- PROBLEM STATEMENT -
Exact reproduction of all the entries is required, without any of their pictures.

INFORMATION SUPPLIED: Begin

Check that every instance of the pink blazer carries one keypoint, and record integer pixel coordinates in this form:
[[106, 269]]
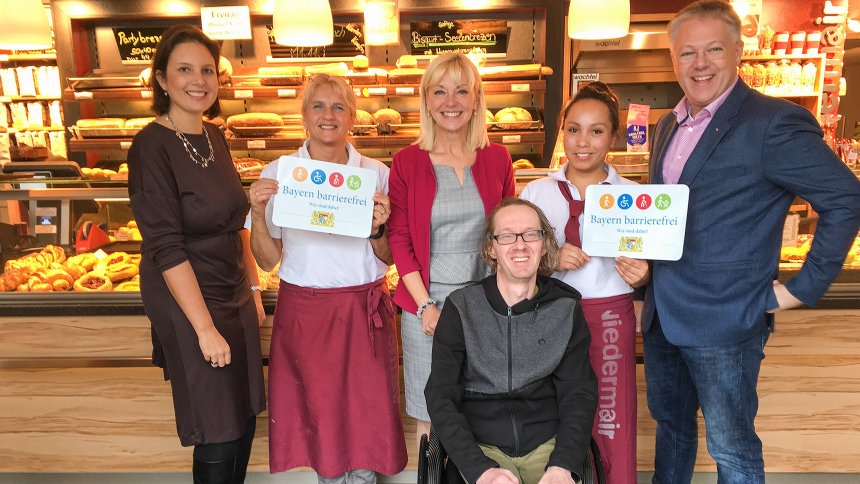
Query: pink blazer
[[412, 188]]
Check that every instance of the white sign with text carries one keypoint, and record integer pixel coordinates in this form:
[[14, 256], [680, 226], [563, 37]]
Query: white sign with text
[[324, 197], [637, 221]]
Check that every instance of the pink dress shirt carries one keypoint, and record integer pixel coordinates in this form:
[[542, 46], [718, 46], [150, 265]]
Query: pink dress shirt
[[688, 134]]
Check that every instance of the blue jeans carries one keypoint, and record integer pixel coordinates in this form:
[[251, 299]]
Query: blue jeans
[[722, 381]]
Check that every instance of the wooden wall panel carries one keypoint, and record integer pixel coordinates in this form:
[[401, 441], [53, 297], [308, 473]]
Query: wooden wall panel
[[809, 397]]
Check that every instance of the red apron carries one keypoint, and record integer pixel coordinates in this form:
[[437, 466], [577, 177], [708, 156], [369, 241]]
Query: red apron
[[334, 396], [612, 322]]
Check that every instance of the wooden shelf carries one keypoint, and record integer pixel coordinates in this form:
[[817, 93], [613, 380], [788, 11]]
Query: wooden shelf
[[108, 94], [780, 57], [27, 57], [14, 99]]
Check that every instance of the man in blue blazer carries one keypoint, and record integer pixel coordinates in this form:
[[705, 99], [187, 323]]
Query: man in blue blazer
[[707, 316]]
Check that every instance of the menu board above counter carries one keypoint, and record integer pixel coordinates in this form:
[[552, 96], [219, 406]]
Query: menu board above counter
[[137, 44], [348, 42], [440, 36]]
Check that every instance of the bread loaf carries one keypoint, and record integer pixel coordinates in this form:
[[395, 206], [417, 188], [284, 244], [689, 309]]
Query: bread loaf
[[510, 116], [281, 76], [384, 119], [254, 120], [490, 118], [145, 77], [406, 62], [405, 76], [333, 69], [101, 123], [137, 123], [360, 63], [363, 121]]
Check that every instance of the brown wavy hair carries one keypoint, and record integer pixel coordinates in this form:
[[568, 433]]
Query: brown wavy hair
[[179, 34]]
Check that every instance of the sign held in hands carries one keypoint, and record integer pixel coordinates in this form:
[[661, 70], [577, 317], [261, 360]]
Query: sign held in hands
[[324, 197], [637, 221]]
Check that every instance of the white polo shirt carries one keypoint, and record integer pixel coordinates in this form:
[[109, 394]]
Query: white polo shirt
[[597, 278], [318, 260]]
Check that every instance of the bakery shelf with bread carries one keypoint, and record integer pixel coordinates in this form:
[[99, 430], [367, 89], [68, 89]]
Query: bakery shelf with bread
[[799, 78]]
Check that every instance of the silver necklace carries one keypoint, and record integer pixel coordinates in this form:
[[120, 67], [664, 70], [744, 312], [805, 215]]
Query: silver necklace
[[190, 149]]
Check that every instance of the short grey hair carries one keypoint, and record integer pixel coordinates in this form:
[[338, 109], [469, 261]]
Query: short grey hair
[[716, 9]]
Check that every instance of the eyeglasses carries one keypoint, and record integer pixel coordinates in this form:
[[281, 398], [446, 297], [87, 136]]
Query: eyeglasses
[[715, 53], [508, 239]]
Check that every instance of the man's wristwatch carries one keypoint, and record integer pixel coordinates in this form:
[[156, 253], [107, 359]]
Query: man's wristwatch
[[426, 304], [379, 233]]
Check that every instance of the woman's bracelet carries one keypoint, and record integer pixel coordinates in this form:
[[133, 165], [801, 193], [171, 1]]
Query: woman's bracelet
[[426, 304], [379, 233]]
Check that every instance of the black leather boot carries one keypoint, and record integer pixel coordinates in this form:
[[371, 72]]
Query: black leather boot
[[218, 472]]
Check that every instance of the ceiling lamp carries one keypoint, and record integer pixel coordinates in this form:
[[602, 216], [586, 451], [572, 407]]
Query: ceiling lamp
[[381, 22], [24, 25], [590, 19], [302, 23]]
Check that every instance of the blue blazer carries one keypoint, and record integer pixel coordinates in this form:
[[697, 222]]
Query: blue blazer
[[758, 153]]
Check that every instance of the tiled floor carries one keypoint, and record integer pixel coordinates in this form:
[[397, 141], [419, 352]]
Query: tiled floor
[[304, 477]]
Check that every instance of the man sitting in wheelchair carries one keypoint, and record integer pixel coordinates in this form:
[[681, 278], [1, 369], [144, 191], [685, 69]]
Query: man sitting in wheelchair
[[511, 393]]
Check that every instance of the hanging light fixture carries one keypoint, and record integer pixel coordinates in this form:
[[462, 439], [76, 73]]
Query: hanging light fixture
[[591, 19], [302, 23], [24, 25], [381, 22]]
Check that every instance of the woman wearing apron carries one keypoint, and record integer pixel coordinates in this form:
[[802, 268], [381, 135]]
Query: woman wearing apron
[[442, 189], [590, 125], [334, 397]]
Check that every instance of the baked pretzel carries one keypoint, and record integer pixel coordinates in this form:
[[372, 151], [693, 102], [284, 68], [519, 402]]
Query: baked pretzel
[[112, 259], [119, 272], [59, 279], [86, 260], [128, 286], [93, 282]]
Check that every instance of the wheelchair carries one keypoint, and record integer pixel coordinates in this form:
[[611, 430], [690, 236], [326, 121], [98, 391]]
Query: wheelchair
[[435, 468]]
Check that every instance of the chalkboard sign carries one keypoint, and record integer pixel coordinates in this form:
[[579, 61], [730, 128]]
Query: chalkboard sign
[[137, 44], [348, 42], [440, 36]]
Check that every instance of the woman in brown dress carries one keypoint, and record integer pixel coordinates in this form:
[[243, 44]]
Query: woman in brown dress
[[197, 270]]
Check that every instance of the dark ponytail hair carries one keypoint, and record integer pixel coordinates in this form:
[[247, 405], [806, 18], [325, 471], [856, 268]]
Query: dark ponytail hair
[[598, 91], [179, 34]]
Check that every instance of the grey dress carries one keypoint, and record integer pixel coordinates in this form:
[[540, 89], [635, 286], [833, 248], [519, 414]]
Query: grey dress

INFORMATION SUPPLIED: End

- SOLUTION -
Check that every instance of the pink blazer carries one keypoint, and record integer pixel coordinates in this form:
[[106, 269]]
Query: pink blazer
[[412, 188]]
Check that every instance of the white sign with text carries one keypoint, and record integer pixel coordinates in this form:
[[14, 256], [680, 226], [563, 37]]
Query: white sign with text
[[324, 197], [637, 221]]
Check that every instance of the pink dress shirt carries one keypoint, and record integer pixel coordinates in this form:
[[542, 46], [718, 46], [150, 265]]
Query: pink dress shirt
[[688, 134]]
Check that every instance of the blue jeans carries one keypoint, and record integer pixel coordinates in this form:
[[251, 299]]
Query: blue jeans
[[722, 381]]
Check that every instance of the wooden wall panel carries one keypoint, and record integer pixel coordinates in this form:
[[401, 441], [53, 297], [308, 473]]
Query: wooden wall panel
[[809, 397]]
Check that every instance of the red apron carries one keypoint, and record integer pixel coordinates in this form:
[[437, 466], [577, 177], [708, 156], [369, 241]]
Query: red apron
[[334, 396], [612, 322]]
Check that every instance of the wooden shelf carries one keypoint, and record integer pixel coordinates in this form:
[[817, 93], [613, 380], [788, 11]]
Query: wooden shelf
[[108, 94], [780, 57], [27, 57], [14, 99]]
Check that every instance of the man in blue blazer carries one keypoint, and record integer pixel coordinates in this form:
[[705, 99], [187, 323]]
Query: man in blue blazer
[[707, 316]]
Check that every instance of the menu board above counter carries one keypoint, and record integer pixel coordinates in this form:
[[552, 96], [219, 406]]
Query: menu board above counter
[[137, 44], [348, 42], [440, 36]]
Check that every instance of the bread loaf carries one keypoint, and record integer pixel coordinates in this form:
[[395, 206], [417, 188], [284, 244], [689, 309]]
Query: bread loaf
[[510, 116], [281, 76], [384, 119], [254, 120], [490, 118], [145, 77], [406, 62], [405, 76], [333, 69], [101, 123], [137, 123], [360, 63], [363, 121]]
Check that every instance of the brown wavy hair carries one keypoint, and record integer pixel coordinates in this form:
[[568, 433]]
Query: brown wavy hair
[[179, 34]]
Check that every instance of the sign held in hands carries one keypoint, and record integer pixel coordinates in this form:
[[661, 70], [577, 317], [261, 360]]
Query: sign held in hands
[[324, 197], [637, 221]]
Check that every instance of the white polo shirt carries one keypoint, and record integer pixel coordinates in this form:
[[109, 394]]
Query: white polo shirt
[[597, 278], [318, 260]]
Check that every instance of the bakery shelf with bread carries one keypoint, and record integer pixel coordinates in this form:
[[99, 430], [367, 89], [68, 89]]
Query: bakery shelf with bread
[[799, 78]]
Check that every instance of the silver necklace carries one keypoint, and record integer pixel coordinates in this form:
[[120, 67], [664, 70], [744, 312], [805, 215]]
Query: silver necklace
[[190, 149]]
Check that every instance of the short grey hair carries one keypoint, and record integer pixel coordinates in this form:
[[338, 109], [469, 261]]
Query: short grey hair
[[716, 9]]
Check that every instance of the eyeglasses carries one keypoint, and record integer pixel coordinates in this form:
[[281, 398], [446, 297], [87, 136]]
Query: eyeglasses
[[715, 53], [508, 239]]
Check that every instance of the man's wristwatch carries one keypoint, and record integer pixel coordinates in this form:
[[156, 253], [107, 359]]
Query: man's wristwatch
[[426, 304], [379, 233]]
Check that every instance of the woman's bracelet carries one keypoint, and record integer pixel coordinates in this form:
[[133, 165], [801, 193], [171, 1]]
Query: woman's bracelet
[[426, 304], [379, 233]]
Check that every instance of the black leather boot carries one keypoint, and record integer pixel coordinates in this form:
[[371, 72]]
Query: black leather boot
[[218, 472]]
Check that every instance of the ceiling lamp carries one keypoint, and record integer pixel coordinates in this form:
[[602, 216], [586, 451], [572, 407]]
Query: ceiling lamp
[[381, 22], [24, 25], [590, 19], [302, 23]]
Check that every instance of the blue blazer carries one keypoint, and record integer pixel coordinates in this form:
[[697, 222]]
Query: blue blazer
[[758, 153]]
Check that every instance of the tiled floor carries one keypoint, and record integer pixel coordinates in this form:
[[397, 141], [419, 352]]
Query: tiled floor
[[304, 477]]
Check that every instance of the man sitting in wheelchair carries one keypoint, and record integer pixel coordinates in this form:
[[681, 278], [1, 369], [144, 191], [685, 69]]
Query: man sitting in wheelchair
[[511, 393]]
Check that every instance of the hanging light fixture carries one keypoint, and record integer pixel coordinates in this form:
[[462, 439], [76, 73]]
Query: hanging light fixture
[[591, 19], [302, 23], [24, 25], [381, 22]]
Check that every instance of the woman wearing apron carries one keypoint, and record integer pixel coordinates in this form:
[[802, 268], [381, 135]]
Query: woman wearing apron
[[442, 189], [590, 125], [334, 397]]
Check that every instance of the baked pretzel carries one keypoint, and record integer pixel coordinates in this form:
[[372, 151], [693, 102], [284, 68], [519, 402]]
Query: baked pretzel
[[112, 259], [119, 272], [59, 279], [86, 260], [128, 286], [93, 282]]
Check that every instance of the wheelchair carries one keypoint, and record integer pixel coordinates in this form:
[[611, 430], [690, 236], [326, 121], [98, 391]]
Query: wheelchair
[[435, 468]]
Check that every instance of the chalkboard sign carries one keypoint, and record integer pixel coordinates in this form:
[[579, 61], [730, 128]]
Query: chalkboard sign
[[137, 44], [348, 42], [440, 36]]
Check that every instance of the woman in brown dress carries one keypoint, and record integer pixel coordinates in this form:
[[243, 44]]
Query: woman in brown dress
[[197, 270]]
Check that every instance of the dark ponytail hair carries one keypoint, and record integer pixel coordinates in this form:
[[247, 405], [806, 18], [325, 471], [856, 268]]
Query: dark ponytail hair
[[598, 91], [179, 34]]
Check that every instance of the grey dress carries one keypoint, and record integer pixel coordinates in this form:
[[540, 89], [635, 286], [833, 248], [519, 414]]
Query: grey dress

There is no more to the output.